• **Exercise description**
Please add 97 to each coordinate in the answers, then give back every line from the start of the items through the line holding "point(241, 241)", inclusive. Keep all other lines unchanged and leave the pictures out.

• **Provided data**
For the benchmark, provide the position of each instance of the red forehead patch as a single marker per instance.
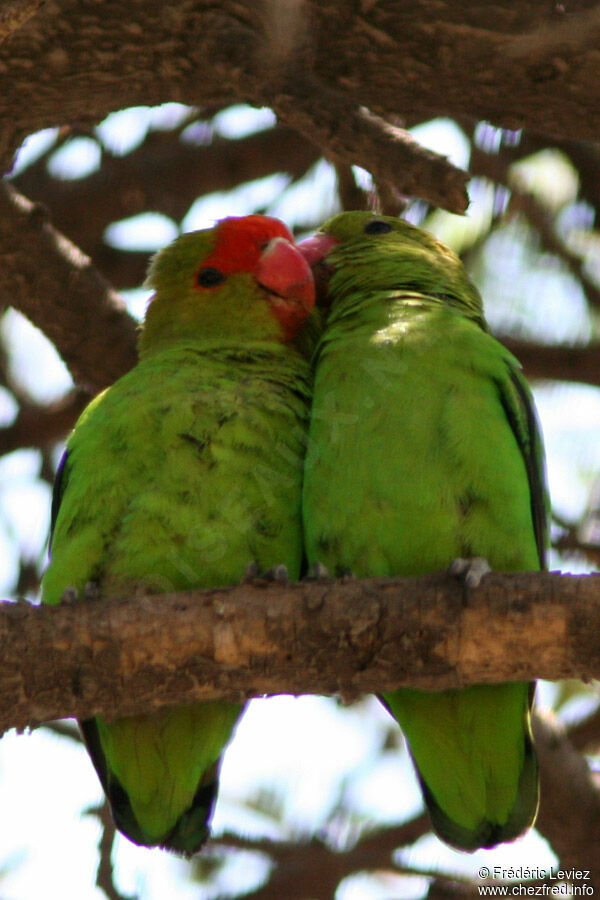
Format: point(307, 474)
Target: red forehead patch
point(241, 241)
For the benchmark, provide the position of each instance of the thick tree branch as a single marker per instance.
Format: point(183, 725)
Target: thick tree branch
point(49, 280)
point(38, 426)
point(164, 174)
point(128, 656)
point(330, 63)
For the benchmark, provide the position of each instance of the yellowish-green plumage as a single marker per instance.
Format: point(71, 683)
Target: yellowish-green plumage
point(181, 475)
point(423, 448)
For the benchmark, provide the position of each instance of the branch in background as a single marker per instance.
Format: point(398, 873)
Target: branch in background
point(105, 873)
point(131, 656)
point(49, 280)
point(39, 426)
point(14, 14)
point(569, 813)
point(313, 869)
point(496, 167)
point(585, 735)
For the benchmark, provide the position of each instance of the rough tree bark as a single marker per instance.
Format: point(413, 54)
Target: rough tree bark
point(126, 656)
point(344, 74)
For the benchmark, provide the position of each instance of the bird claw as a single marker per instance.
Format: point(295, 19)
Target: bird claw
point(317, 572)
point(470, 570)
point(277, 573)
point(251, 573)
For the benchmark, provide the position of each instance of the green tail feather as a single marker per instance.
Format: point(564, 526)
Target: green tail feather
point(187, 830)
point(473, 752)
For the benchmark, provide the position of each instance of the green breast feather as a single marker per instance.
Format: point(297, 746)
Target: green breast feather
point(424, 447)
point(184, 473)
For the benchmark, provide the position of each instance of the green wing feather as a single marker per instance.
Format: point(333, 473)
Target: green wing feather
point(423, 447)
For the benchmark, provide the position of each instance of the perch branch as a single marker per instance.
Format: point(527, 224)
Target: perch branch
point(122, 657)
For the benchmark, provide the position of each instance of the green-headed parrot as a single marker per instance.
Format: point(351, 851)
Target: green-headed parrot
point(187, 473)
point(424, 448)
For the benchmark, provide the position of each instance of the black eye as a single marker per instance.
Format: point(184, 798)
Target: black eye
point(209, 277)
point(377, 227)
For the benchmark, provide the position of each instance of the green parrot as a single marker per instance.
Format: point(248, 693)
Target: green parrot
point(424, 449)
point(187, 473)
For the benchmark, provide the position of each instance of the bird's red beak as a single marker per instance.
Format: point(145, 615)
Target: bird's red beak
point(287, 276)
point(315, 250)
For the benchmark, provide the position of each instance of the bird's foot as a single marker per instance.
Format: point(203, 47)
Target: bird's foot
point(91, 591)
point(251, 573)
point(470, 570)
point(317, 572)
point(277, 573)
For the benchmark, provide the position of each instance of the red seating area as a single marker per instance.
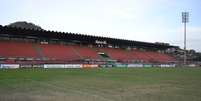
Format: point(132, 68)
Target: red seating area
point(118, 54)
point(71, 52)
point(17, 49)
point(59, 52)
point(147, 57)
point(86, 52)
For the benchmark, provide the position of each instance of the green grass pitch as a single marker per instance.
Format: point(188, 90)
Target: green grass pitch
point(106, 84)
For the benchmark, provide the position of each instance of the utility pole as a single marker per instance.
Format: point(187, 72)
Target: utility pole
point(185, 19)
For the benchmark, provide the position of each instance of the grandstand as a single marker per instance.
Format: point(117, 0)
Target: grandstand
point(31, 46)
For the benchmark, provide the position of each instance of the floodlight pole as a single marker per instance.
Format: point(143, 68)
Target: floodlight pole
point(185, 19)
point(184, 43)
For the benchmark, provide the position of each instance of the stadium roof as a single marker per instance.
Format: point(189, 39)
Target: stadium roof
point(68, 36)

• **Solution for this task**
For the benchmark, provide the position of each instance of the red forehead patch as a single marker per instance.
Format: point(307, 474)
Target: red forehead patch
point(338, 338)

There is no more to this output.